**CONSIGNES DE TRAVAIL:**
a: Pouvez-vous résumer en deux phrases l'entretien sur Les présences imparfaites ?
b: Pouvez-vous prolonger l'entretien sur Les présences imparfaites à partir de sa dernière phrase ?

**TEXTE FOURNI:**
□ □ □ □ □ □ □

Dans les méandres d'une vie derrière soi, avec le Franco-Marocain Youness Bousenna
08 September 2024

Dans les méandres d'une vie derrière soi, avec le Franco-Marocain Youness Bousenna

Chemins d'écriture
About

Marc Pépin est journaliste au Figaro. Grand reporter, auteur de romans psychologiques à succès. À 58 ans, cet homme solitaire, douloureusement lucide sur soi-même, ses limites, fait le bilan de sa vie, remontant à l’enfance accablée d’ennui dans la banlieue parisienne. Les présences imparfaites est un premier roman ambitieux, existentialiste, à l’écriture resserrée et percutante qui dévoile le néant d’une vie sans but, sans aspérités. Son jeune auteur, Youness Bousenna est l’invité des Chemins d’écriture. Entretien.

Bonjour, Youness Bousenna. Les présences imparfaites est votre premier roman, plutôt un antiroman qui raconte sous la forme de confession les heurs et malheurs d’un homme sans qualité. Mais cet homme est aussi d’une grande lucidité sur lui-même, sur son époque. Expliquez-nous la logique de ce personnage ?

Youness Bousenna : Mon roman est construit sur deux tensions majeures. La première, c’est que ce Marc Pépin, qui est donc le personnage principal, est mû par une exploration, par une quête intemporelle et universelle qui est finalement latente, qui est au cœur de la condition humaine. En même temps, le rapport au temps se joue profondément sur un tableau générationnel ancré dans son époque. Cela la première tension. Et la seconde tension, c’est créer un roman du dedans par l’introspection. C’est-à-dire, on est sans arrêt finalement cloitré dans ce personnage et en même temps, c'est un roman du dehors, parce qu’on traverse le monde, on traverse l’époque. Le personnage essaie de propulser sa vie par cette énergie initiale qui est la colère qui le tire de son ennui d’adolescence. Des portes s’ouvrent à lui. La première porte, c’est le journalisme et le voyage, avec Irak et le Kirghizstan plus tard. Il y a une porte qui est celle de la spiritualité, une autre porte qui est le goût des autres. Et effectivement, une grande porte qui est celle de l’amour.

Mais les horizons se rebouchent à chaque fois et à un moment se produit la chute du personnage. Il va tomber socialement, tomber familialement et même tomber au sein de lui-même, jusqu’à ce que son corps même lui devienne étranger. Il dit : « Pour aimer la vie, il faut aimer autre chose que soi, les idées, les autres, mais moi, je n’aime rien d’autre que moi. » En fait, c’est là peut-être le nœud fondamental, c’est qu’on se rend compte que cet égo dominant, hégémonique, c’est finalement une haine de lui-même en fait, dont il ne peut se détacher.

□ □ □ □ □ □ □

**DONNÉES AFFICHÉES:**
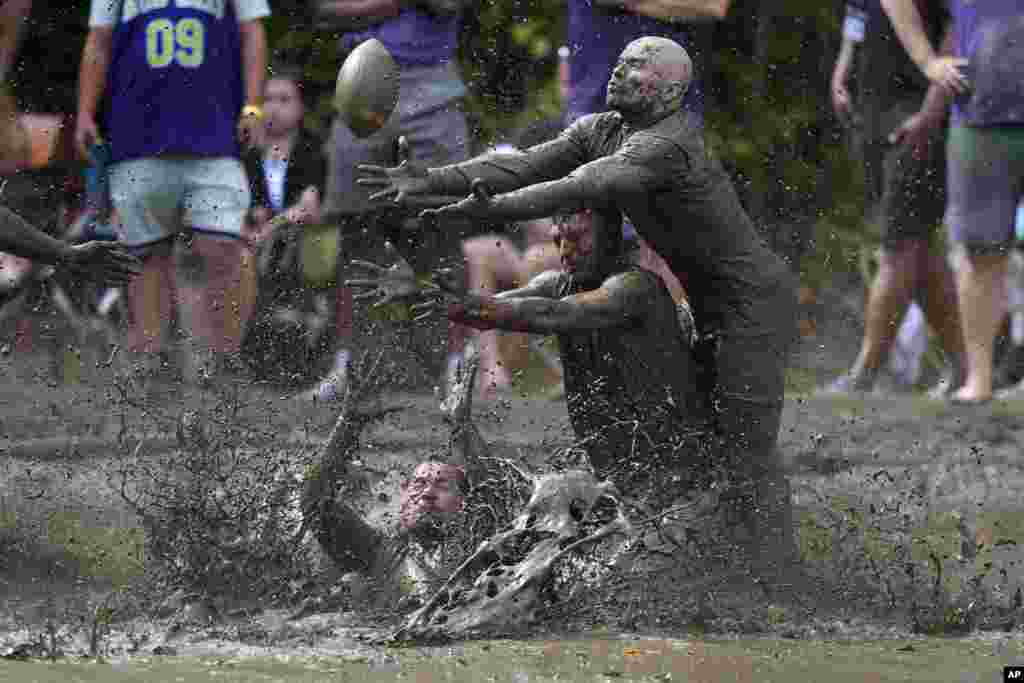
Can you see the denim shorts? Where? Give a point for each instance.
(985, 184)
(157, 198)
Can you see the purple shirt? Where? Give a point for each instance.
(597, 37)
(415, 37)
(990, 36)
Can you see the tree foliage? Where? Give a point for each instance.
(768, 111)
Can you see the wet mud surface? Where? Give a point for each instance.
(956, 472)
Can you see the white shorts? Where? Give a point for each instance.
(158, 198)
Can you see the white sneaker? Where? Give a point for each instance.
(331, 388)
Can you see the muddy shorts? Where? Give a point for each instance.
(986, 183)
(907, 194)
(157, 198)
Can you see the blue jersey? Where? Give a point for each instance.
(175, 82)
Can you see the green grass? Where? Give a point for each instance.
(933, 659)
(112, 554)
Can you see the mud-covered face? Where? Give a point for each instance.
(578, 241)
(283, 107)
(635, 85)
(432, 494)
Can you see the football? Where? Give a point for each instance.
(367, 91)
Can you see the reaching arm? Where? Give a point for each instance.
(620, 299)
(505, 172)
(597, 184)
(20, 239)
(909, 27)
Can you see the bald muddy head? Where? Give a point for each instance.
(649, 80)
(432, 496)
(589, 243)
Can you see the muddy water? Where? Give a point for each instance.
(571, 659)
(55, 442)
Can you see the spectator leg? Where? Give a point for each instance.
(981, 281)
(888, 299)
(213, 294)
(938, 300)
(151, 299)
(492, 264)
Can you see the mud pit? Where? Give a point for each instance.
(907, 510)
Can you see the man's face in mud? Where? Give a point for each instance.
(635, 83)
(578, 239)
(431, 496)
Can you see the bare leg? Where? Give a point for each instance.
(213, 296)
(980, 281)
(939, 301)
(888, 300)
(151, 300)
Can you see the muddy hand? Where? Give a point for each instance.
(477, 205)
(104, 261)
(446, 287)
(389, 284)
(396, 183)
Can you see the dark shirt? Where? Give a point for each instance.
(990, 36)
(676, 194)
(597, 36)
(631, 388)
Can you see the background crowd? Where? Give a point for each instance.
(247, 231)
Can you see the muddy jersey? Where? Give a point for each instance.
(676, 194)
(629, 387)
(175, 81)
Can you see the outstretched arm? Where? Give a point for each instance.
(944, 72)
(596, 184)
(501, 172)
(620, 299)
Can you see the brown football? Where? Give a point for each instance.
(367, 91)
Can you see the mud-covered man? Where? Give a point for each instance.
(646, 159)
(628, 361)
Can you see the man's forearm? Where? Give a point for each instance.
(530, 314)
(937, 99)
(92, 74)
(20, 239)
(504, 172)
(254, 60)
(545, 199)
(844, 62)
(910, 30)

□ □ □ □ □ □ □

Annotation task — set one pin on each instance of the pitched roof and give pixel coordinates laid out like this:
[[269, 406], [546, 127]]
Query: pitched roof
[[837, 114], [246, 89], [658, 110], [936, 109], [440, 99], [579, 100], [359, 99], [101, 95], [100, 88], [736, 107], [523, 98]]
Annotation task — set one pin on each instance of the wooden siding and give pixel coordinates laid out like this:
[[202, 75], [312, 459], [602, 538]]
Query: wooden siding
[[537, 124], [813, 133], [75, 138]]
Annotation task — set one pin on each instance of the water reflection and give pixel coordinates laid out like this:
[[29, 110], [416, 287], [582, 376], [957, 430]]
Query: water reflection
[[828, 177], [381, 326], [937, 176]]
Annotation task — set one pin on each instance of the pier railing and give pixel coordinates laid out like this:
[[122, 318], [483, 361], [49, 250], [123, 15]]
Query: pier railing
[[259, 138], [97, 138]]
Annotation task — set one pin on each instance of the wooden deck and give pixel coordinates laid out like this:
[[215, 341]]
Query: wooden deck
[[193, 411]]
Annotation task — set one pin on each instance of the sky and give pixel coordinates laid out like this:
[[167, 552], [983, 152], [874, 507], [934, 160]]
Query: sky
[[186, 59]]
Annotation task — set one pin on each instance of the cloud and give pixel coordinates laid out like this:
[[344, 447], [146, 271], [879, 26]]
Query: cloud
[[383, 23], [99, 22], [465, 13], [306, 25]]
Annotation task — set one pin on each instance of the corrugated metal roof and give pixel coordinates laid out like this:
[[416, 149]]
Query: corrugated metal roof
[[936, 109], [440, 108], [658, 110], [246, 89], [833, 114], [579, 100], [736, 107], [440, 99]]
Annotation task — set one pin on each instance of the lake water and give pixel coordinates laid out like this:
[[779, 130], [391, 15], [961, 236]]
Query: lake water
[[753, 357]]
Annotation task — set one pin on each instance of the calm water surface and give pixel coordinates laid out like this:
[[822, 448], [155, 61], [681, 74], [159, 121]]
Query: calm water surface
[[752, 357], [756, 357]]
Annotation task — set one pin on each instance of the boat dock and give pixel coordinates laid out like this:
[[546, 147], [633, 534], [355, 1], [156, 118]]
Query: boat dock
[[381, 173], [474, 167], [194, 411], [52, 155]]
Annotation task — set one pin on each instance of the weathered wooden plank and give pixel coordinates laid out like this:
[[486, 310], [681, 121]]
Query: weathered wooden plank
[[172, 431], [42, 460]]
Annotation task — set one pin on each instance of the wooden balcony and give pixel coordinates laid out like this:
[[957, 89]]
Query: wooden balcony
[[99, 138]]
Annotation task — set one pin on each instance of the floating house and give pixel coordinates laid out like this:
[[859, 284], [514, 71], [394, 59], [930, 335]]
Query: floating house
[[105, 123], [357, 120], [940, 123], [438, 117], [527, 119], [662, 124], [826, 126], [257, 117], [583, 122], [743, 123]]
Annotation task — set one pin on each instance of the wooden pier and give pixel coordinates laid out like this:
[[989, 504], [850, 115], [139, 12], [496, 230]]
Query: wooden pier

□ □ □ □ □ □ □

**CORRIGÉ DE L'EXERCICE:**
a: Dans son premier roman, Les présences imparfaites, Youness Bousenna fait dresser à Marc Pépin, journaliste de 58 ans au Figaro, le bilan d'une vie qui remonte à une enfance accablée d'ennui en banlieue parisienne. Selon l'auteur, la colère tire le personnage de cet ennui et lui ouvre les portes du journalisme, de la spiritualité, du goût des autres et de l'amour, mais elles se referment tour à tour jusqu'à une chute où son ego dominant se révèle être une haine de lui-même.

b:
Cette haine de soi enferme votre personnage sur lui-même, sur un monde essentiellement franco-français : la banlieue parisienne, par exemple, où il a grandi, l’ambiance cloîtrée du Figaro où il officie en tant que rédacteur en chef.

Je suis d’accord avec vous et en même temps pas d’accord. Je pense qu’il y a quelque chose de très français peut-être dans mon écriture, dans une forme de néo-classicisme, un peu. Mais, presque en contrebande, il y a vraiment une dimension mondiale puisqu’il y a deux grands voyages dans le roman. C’est l’Irak dans les années 1980, au moment de la guerre Iran-Irak, et le voyage en Kirghizstan, qui est un voyage qui se passe dans les années 2000. Et le narrateur est très loin d’être enfermé dans l’Occident pur. Car déjà par sa profession, puisqu’il est lui-même correspondant étranger, ce qui l’amène à voyager. De façon un peu souterraine, il est quand même travaillé par la position de l’Occident dans le monde. C'est un thème qui me tient à cœur parce que moi-même, je suis à la fois Marocain par mon père et français par mon lieu de naissance et par ma famille maternelle.

Un autre angle qui m’a beaucoup intéressé qui est l’anti-Orientalisme, c’est-à-dire qu’il arrive en Irak et en fait, il attend. Il le dit à un moment, je descends dans le tarmac et je m’attendais à voir Les Mille-et-une Nuits, Haroun al Rachid… En fait, il n’y avait que du goudron, un avion comme on voit un peu partout dans le monde. Cet anti-orientalisme façonne sa façon d’être profonde, celle de mon personnage.

La critique littéraire a qualifié votre livre de roman existentialiste. Jean Paul Sartre, Albert Camus, sont-ils vos modèles en écriture ?

Albert Camus, c’est un auteur qui m’a vraiment beaucoup marqué quand j’ai commencé à lire, à l’adolescence.  Mon roman est plutôt inspiré de la La Chute d'Albert Camus, c’est-à-dire la confession d’un anti-héros qui dit, en gros, j’ai réussi ma vie au sens social, mais je l’ai ratée au sens éthique, au sens humain. Il ne me reste que la confession et a lucidité comme seules armes pour essayer de sauver encore quelque chose. Et cela est une forme qui est vraiment celle de La Chute et qui se retrouve dans mon roman.

Je dirais qu’il y a aussi deux autres influences de Camus, mais qui ont été beaucoup moins conscientes. La première, c’est L’Étranger, puisque c’est un personnage qui peu à peu devient étranger à lui-même, à son époque, à son monde, mais aussi en fait à son corps. À un moment, il y a un passage dans L’Étranger où le personnage devient hypocondriaque, c’est-à-dire qu’il devient étranger à son propre corps et à son propre être. Donc, il y a quand même une tonalité qui peut faire penser à L’Étranger.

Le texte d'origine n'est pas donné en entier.